━━━━━ Trecho para leitura ━━━━━
Laís Bodanzky nas filmagens de "Chega de Saudade"
Divulgação
Entrevista - Laís Bodanzky fala do seu olhar sobre os bailes, as locações-personagens, os desafios de filmar “Chega de Saudade”, e dos sentimentos revelados nas pequenas histórias.
Antes mesmo do filme “Chega de Saudade” ser um projeto bem definido, uma coisa já era certa para a diretora Laís Bodanzky: O seu segundo longa-metragem se passaria num universo tão presente na narrativa que, de pano de fundo, se converteria em personagem.
“Mais do que uma locação, o salão União Fraterna, onde o filme foi rodado, em São Paulo, é um personagem de ‘Chega de Saudade’”, afirma Laís.
Na entrevista abaixo, a cineasta conta como foi atraída pelos salões de baile e relata a complexidade enfrentada numa produção em que a dança e a música são elementos protagonistas. Laís também fala sobre o ângulo feminino predominante no filme, entre outros temas.
━━━━━ Extrato de dados ━━━━━
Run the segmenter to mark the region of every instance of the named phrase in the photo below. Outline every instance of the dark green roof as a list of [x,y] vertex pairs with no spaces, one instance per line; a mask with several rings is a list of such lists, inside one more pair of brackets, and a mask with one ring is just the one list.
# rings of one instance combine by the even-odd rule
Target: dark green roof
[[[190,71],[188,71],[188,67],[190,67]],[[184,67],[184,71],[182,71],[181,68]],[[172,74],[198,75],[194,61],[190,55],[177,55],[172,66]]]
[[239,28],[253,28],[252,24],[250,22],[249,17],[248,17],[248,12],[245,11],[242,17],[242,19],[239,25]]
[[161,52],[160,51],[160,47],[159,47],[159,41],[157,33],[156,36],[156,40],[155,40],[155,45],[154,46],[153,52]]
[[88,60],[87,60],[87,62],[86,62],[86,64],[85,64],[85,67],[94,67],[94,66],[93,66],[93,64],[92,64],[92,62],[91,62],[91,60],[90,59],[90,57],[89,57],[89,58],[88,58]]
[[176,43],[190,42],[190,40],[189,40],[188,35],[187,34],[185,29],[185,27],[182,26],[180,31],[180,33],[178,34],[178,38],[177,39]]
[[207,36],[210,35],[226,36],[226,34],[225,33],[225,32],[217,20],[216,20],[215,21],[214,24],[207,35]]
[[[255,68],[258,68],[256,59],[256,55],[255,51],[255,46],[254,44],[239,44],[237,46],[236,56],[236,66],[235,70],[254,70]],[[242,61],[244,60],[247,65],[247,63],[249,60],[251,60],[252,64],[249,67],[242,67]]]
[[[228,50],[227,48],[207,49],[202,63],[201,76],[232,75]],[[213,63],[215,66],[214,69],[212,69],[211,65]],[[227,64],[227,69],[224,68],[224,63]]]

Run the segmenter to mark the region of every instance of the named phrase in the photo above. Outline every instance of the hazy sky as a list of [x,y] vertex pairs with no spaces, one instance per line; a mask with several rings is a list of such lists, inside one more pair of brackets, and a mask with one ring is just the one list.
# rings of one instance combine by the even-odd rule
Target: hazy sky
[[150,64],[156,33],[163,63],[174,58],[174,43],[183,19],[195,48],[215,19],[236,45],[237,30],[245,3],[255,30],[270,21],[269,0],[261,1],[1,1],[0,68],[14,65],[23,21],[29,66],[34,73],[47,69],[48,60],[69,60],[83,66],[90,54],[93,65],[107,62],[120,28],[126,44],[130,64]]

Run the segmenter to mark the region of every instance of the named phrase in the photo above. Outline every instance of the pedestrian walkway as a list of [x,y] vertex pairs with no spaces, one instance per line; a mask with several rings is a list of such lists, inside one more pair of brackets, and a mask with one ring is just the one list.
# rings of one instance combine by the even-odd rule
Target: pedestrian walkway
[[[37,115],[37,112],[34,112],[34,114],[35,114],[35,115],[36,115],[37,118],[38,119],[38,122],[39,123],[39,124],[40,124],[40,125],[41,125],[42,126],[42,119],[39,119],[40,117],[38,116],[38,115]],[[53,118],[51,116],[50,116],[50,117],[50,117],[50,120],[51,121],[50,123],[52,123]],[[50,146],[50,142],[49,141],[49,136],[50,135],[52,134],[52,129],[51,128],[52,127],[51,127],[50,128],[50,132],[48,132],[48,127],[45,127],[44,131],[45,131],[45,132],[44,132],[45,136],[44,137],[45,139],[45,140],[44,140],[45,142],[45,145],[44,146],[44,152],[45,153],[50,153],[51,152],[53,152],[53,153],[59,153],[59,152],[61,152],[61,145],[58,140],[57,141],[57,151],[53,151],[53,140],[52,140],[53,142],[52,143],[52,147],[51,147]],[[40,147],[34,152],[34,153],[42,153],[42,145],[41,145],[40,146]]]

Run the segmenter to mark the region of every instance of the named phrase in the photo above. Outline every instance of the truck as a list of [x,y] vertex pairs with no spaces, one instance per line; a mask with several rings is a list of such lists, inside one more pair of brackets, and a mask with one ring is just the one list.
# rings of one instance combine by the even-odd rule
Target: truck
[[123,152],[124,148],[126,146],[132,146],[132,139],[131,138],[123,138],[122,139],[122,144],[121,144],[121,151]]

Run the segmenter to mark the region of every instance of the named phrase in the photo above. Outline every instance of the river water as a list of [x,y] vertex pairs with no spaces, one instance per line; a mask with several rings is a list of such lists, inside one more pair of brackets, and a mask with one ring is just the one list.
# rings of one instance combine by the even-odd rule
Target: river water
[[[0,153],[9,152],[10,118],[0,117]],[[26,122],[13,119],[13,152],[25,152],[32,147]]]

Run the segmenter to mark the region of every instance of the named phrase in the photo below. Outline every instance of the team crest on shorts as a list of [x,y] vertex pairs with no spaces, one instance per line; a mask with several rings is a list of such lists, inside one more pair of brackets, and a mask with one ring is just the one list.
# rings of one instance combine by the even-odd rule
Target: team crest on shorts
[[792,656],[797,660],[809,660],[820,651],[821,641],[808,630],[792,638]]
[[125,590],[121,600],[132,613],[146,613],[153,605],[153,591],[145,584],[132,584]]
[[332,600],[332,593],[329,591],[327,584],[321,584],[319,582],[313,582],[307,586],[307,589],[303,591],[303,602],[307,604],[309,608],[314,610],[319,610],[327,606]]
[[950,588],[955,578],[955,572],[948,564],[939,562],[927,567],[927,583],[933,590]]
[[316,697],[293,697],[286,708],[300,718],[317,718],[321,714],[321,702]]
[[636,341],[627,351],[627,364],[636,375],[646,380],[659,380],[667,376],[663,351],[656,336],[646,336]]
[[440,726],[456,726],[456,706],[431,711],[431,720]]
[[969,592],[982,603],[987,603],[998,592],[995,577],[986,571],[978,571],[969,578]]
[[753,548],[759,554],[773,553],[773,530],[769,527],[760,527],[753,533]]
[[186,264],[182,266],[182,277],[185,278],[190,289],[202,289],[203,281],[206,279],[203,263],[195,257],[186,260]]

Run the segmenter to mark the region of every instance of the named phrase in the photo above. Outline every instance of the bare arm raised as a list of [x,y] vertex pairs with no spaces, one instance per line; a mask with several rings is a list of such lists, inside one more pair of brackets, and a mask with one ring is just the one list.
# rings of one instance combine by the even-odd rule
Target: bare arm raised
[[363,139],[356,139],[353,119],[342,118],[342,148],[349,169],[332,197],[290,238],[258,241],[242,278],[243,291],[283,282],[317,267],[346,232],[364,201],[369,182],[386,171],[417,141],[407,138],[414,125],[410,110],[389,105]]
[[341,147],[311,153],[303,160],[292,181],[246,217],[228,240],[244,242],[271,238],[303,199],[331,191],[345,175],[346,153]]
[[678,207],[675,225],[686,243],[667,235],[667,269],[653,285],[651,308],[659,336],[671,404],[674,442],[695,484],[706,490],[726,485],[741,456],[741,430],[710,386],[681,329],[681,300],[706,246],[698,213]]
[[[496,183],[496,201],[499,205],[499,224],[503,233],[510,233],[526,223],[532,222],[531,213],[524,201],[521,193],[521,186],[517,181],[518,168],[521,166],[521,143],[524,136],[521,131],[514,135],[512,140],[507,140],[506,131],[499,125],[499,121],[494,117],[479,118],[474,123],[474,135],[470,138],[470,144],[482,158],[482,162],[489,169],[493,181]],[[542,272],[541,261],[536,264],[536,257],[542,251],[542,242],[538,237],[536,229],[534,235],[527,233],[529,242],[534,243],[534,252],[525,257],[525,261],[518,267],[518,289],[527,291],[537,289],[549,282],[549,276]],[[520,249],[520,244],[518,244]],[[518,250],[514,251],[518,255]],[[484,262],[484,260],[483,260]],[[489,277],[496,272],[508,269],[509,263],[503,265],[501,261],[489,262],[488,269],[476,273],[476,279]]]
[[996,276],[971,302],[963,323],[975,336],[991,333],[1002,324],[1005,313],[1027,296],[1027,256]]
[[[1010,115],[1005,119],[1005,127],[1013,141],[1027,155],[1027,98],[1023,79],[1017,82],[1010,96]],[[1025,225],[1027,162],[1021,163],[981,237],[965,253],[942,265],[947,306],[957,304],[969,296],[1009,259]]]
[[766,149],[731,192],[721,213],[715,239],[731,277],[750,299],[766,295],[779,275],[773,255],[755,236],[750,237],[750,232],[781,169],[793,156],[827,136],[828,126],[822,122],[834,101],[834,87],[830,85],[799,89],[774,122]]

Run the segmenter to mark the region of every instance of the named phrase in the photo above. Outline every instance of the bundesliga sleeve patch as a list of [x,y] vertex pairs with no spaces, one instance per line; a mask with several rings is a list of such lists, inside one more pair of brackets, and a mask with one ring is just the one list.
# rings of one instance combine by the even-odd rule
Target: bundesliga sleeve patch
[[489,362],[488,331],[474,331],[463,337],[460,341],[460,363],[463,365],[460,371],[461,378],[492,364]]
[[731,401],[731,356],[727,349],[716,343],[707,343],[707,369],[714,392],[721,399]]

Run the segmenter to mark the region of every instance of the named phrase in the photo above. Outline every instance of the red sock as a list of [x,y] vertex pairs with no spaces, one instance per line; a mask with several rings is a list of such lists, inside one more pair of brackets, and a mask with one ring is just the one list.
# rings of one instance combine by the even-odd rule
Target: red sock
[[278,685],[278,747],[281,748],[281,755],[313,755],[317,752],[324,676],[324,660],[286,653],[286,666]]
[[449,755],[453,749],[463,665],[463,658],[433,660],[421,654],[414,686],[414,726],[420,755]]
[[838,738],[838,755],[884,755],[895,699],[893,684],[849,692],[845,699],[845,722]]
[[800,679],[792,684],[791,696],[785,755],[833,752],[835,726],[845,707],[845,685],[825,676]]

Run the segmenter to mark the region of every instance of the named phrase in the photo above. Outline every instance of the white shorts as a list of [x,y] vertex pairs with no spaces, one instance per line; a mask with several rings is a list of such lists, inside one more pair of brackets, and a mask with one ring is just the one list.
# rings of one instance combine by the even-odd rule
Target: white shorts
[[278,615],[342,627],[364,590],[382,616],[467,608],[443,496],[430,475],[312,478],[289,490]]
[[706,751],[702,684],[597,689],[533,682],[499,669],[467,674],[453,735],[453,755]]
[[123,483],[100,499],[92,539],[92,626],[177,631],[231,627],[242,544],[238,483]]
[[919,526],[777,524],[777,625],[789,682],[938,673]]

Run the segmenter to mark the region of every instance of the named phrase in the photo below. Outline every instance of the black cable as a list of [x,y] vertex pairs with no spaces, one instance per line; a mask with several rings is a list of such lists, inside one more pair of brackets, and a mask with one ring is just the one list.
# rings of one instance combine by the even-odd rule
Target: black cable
━━━━━
- [Tarefas a executar]:
[A] Resuma em duas frases o trecho sobre o filme "Chega de Saudade".
[B] No trecho, reescreva a passagem que vai de "Laís Bodanzky nas" até "nas pequenas histórias.", renomeando "bailes" para "salões de dança".
Baseie-se exclusivamente no trecho, e não nos registros.

- [Respostas do exercício]:
[A] Para a diretora Laís Bodanzky, seu segundo longa-metragem se passaria num universo tão presente na narrativa que se converteria em personagem, e o salão União Fraterna, em São Paulo, onde "Chega de Saudade" foi rodado, é mais do que uma locação. Na entrevista, a cineasta conta como foi atraída pelos salões de baile, relata a complexidade de uma produção em que a dança e a música são protagonistas e fala do ângulo feminino predominante no filme.

[B]
Laís Bodanzky nas filmagens de "Chega de Saudade"
Divulgação
Entrevista - Laís Bodanzky fala do seu olhar sobre os salões de dança, as locações-personagens, os desafios de filmar “Chega de Saudade”, e dos sentimentos revelados nas pequenas histórias.